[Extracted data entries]
• • • • • • •

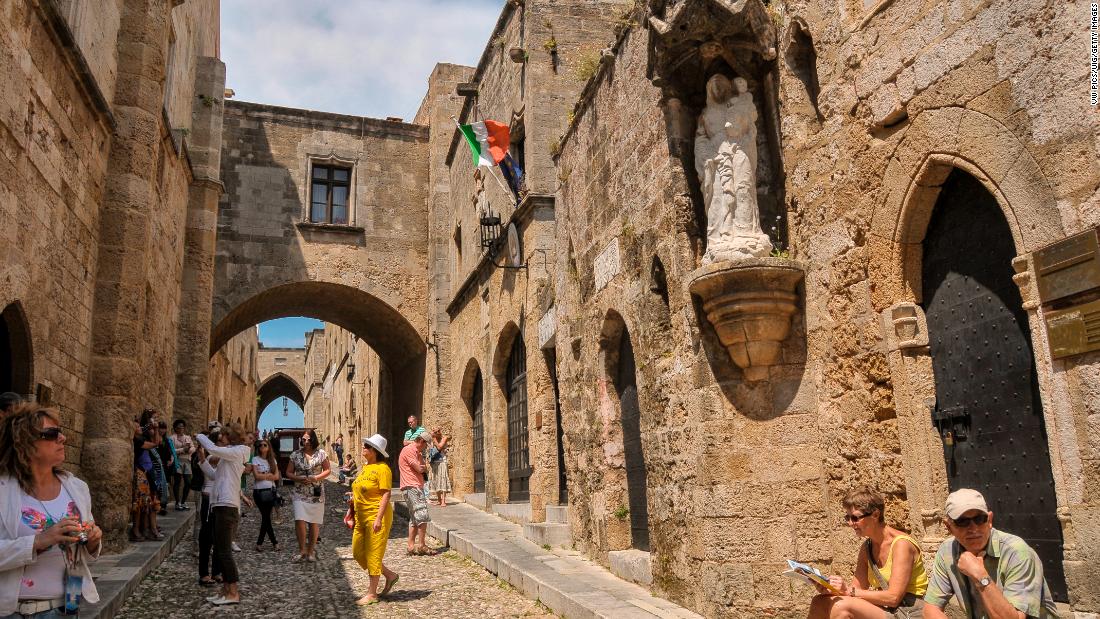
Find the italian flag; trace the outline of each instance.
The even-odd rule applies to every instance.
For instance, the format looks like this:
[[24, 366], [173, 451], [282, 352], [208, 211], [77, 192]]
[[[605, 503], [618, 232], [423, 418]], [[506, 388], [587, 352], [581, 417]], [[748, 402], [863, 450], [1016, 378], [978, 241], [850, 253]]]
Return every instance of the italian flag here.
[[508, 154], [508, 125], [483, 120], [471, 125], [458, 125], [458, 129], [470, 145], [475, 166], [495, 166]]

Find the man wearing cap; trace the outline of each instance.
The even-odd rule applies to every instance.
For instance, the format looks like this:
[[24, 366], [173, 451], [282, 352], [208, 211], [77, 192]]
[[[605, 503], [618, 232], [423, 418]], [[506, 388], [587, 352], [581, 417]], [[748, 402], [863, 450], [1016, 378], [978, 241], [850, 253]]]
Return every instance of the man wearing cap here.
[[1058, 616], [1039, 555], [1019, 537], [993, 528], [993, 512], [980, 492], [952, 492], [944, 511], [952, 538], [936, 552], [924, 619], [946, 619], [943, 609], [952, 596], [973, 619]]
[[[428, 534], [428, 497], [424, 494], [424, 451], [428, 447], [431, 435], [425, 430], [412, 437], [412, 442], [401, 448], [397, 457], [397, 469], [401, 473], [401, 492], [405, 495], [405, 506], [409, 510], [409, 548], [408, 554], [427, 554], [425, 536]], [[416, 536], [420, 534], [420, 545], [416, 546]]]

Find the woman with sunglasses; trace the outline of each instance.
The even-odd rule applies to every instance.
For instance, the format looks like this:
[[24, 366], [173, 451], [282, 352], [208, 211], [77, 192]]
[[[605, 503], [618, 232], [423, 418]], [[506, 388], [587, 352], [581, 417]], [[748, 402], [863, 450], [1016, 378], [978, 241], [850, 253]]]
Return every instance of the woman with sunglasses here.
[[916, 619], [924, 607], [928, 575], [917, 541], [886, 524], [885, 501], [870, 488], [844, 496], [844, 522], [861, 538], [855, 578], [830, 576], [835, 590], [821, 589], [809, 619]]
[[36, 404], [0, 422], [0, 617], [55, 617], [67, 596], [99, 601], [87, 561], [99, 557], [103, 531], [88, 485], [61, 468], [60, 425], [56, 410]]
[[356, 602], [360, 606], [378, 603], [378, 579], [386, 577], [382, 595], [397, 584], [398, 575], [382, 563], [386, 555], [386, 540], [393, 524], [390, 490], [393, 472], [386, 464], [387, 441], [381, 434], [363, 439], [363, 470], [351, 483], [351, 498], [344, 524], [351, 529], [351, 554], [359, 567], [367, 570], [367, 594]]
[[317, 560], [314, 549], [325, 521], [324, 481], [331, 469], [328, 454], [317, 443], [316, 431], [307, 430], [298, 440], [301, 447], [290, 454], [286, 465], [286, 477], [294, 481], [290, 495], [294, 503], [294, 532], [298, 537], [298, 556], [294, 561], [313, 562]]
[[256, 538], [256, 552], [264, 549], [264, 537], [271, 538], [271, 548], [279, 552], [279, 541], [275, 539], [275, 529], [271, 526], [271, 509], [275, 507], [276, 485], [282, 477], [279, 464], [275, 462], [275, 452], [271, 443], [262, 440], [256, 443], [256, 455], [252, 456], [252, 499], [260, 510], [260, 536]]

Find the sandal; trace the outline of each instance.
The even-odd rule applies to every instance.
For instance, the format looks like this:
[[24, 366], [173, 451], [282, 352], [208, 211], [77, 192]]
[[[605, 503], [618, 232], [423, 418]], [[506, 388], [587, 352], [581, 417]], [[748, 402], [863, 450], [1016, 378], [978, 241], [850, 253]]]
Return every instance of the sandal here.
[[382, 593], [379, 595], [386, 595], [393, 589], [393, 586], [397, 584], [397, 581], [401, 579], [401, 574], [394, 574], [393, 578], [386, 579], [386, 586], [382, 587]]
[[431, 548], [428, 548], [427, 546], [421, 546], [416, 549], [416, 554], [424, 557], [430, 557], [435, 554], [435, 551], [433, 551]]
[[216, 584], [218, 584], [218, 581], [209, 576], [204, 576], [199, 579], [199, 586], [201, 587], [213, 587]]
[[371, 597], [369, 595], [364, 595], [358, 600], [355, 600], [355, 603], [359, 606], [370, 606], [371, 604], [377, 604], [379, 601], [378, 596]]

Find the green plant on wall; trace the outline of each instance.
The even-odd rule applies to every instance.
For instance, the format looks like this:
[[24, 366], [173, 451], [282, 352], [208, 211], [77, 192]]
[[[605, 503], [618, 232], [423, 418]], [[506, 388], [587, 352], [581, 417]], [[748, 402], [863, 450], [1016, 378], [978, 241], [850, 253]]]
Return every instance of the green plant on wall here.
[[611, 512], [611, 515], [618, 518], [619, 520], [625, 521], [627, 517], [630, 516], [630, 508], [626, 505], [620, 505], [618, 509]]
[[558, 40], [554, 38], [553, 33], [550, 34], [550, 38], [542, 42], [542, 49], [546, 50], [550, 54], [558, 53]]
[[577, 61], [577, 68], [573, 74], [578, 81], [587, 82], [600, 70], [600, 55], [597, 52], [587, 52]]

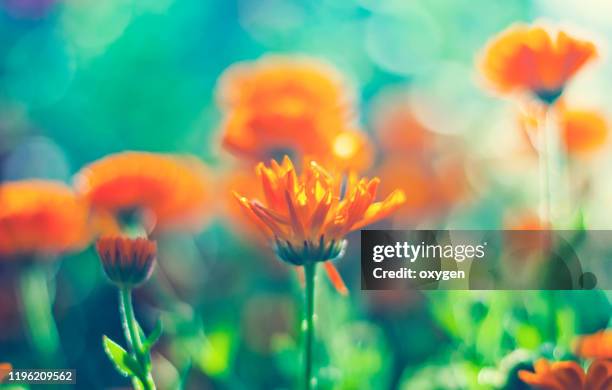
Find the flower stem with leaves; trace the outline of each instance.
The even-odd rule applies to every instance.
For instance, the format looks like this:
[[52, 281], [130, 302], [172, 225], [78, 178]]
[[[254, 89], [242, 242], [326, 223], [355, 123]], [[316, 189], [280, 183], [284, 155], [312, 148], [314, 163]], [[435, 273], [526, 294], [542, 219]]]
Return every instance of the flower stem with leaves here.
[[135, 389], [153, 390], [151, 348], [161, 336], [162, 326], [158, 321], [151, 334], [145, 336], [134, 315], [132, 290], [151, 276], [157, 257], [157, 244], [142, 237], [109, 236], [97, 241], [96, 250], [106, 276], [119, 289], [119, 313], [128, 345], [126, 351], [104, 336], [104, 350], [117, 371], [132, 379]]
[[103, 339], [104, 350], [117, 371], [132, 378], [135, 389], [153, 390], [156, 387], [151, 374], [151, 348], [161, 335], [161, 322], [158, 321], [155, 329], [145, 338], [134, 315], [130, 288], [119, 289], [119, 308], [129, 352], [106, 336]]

• • • • • • •

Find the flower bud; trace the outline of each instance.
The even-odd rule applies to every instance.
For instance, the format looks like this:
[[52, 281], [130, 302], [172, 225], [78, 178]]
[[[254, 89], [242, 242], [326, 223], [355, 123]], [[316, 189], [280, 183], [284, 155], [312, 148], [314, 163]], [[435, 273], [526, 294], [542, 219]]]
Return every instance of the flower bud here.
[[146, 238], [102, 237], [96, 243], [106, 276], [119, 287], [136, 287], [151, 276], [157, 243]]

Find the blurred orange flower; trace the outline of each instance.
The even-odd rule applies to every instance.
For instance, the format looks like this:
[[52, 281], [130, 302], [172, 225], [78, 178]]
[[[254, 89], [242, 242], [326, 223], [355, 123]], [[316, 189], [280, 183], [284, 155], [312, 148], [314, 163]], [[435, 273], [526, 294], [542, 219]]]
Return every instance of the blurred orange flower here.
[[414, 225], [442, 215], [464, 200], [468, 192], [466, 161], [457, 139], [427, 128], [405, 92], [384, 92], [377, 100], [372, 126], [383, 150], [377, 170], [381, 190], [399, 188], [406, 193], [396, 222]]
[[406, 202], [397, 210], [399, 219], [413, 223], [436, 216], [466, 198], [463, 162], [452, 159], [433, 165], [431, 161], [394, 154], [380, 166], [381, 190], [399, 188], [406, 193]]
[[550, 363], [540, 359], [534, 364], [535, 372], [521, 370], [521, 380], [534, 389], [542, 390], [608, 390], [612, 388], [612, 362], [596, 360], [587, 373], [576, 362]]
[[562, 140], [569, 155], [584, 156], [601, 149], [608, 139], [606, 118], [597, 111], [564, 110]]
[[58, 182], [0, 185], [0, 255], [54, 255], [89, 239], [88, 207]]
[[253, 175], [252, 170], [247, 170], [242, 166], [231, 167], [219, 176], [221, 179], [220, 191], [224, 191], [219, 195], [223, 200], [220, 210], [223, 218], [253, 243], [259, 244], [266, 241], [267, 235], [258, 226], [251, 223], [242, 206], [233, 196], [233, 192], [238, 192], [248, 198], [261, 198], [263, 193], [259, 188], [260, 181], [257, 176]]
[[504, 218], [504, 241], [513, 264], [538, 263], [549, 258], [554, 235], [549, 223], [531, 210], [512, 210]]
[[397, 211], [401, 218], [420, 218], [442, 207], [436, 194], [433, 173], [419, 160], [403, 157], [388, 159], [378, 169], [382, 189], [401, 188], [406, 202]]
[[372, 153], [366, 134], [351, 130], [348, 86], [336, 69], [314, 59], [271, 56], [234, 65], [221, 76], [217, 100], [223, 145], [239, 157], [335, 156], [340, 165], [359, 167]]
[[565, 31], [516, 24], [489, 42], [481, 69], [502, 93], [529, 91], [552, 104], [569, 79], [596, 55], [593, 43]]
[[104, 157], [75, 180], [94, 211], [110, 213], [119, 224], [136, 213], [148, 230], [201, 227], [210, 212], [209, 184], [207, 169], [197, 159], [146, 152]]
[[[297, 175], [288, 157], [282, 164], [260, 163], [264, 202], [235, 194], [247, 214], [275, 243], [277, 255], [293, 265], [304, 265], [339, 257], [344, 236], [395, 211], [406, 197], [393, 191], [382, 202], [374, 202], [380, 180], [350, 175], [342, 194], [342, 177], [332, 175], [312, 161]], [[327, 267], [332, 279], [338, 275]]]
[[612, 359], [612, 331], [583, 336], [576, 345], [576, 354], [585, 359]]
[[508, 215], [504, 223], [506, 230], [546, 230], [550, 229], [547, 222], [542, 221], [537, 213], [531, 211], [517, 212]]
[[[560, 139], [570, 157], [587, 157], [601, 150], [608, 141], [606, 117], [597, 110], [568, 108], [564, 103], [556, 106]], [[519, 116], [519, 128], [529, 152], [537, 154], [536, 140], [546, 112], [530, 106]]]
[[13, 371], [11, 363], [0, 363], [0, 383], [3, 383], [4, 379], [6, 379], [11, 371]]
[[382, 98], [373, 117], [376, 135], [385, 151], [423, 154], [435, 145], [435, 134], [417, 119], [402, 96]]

• • • • • • •

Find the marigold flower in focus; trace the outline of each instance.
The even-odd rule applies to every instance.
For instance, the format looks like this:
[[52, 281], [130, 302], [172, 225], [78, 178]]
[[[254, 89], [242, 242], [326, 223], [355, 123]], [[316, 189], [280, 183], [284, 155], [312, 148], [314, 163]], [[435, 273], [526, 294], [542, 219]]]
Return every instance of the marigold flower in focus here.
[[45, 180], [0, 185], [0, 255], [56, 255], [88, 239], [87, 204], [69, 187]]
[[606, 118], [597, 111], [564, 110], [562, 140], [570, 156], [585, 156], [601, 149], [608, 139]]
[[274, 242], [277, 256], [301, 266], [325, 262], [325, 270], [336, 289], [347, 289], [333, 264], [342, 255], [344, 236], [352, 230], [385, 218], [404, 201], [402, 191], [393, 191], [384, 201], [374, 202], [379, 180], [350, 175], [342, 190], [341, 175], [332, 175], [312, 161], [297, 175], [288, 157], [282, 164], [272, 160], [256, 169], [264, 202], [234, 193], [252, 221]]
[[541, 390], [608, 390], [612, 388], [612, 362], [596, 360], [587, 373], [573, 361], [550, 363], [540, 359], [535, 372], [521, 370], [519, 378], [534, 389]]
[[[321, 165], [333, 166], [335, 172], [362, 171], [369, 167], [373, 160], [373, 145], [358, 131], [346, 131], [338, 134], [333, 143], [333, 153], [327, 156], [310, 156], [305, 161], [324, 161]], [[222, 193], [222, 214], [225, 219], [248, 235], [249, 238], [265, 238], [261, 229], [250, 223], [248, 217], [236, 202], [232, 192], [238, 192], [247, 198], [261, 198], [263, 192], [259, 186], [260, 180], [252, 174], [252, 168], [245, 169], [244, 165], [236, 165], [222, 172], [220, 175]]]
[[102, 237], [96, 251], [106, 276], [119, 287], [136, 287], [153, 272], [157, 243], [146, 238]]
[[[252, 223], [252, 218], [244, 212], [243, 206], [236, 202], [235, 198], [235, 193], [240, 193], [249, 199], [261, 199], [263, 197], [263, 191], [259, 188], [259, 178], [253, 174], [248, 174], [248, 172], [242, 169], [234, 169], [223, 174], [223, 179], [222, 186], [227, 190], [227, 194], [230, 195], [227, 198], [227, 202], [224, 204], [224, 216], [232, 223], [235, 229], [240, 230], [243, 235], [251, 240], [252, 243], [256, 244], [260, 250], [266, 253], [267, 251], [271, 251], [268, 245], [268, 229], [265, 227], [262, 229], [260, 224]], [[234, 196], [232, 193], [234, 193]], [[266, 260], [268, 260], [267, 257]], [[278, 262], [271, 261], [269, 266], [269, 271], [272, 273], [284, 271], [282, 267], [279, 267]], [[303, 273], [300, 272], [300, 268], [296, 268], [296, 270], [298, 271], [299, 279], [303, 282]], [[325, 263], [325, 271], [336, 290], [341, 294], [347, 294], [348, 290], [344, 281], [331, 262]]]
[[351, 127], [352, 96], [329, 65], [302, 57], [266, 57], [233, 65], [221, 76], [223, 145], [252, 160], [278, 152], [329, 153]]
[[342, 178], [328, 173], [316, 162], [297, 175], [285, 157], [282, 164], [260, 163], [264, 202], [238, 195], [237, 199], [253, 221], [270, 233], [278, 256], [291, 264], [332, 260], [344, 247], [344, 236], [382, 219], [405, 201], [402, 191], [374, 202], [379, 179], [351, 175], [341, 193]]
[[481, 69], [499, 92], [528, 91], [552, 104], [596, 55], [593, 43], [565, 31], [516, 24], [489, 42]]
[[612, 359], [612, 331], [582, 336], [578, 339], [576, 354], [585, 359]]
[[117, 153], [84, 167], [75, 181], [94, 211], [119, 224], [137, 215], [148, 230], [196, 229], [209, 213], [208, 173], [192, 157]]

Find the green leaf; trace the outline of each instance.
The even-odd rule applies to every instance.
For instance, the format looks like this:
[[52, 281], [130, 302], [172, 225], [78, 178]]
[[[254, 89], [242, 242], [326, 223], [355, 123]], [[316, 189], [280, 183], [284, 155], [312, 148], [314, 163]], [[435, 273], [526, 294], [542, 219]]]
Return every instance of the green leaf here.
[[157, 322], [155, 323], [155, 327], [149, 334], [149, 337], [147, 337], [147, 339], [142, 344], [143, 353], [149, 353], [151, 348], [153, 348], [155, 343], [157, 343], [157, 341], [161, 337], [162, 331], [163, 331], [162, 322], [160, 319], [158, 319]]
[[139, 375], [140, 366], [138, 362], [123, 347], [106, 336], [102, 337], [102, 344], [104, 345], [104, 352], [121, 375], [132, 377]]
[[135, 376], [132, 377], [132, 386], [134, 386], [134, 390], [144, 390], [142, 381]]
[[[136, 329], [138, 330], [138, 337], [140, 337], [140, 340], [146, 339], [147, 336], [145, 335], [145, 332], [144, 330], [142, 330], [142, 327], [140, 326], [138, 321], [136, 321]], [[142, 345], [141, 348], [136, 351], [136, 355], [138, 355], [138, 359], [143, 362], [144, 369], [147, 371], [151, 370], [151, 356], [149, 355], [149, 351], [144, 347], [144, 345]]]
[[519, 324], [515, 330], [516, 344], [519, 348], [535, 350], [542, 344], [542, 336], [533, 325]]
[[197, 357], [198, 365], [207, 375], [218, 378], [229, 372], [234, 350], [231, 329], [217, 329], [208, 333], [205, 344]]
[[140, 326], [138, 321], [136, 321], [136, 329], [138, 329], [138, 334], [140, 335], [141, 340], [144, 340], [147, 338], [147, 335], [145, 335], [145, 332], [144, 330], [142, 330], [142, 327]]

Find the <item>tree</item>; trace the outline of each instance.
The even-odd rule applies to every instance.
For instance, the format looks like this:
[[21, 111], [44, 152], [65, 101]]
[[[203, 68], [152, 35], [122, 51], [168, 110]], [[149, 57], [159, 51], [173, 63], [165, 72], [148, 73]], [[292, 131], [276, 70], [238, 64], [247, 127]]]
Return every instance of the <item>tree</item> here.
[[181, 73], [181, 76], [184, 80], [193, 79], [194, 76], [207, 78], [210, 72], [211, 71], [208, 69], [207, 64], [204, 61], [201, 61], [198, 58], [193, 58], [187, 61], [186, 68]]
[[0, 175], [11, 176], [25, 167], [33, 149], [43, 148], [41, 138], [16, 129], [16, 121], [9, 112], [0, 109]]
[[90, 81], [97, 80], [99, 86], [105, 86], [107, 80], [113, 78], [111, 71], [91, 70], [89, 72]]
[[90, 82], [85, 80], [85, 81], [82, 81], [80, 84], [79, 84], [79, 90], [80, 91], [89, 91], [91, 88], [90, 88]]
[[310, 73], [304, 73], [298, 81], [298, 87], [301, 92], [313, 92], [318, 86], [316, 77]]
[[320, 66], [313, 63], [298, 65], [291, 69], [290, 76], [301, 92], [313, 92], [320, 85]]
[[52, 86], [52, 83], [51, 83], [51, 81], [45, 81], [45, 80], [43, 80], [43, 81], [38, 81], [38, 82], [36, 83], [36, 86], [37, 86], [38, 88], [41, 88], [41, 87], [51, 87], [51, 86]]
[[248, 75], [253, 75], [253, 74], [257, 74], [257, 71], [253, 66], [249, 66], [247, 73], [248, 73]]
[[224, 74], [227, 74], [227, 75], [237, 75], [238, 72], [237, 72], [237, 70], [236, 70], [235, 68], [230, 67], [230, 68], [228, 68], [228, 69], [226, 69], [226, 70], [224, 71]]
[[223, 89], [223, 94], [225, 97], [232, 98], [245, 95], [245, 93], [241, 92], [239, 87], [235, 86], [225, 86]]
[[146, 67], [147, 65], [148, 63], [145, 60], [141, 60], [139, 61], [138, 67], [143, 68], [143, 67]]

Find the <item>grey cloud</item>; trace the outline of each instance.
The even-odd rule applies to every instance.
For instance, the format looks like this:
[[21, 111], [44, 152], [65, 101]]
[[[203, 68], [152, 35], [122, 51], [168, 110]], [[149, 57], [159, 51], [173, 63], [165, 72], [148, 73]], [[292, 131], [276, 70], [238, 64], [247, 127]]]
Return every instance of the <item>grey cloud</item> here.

• • • • • • •

== YOUR ASSIGNMENT ==
Work out how many lines of the data include the word "grey", and write that number alone.

== ANSWER TO THIS TASK ==
2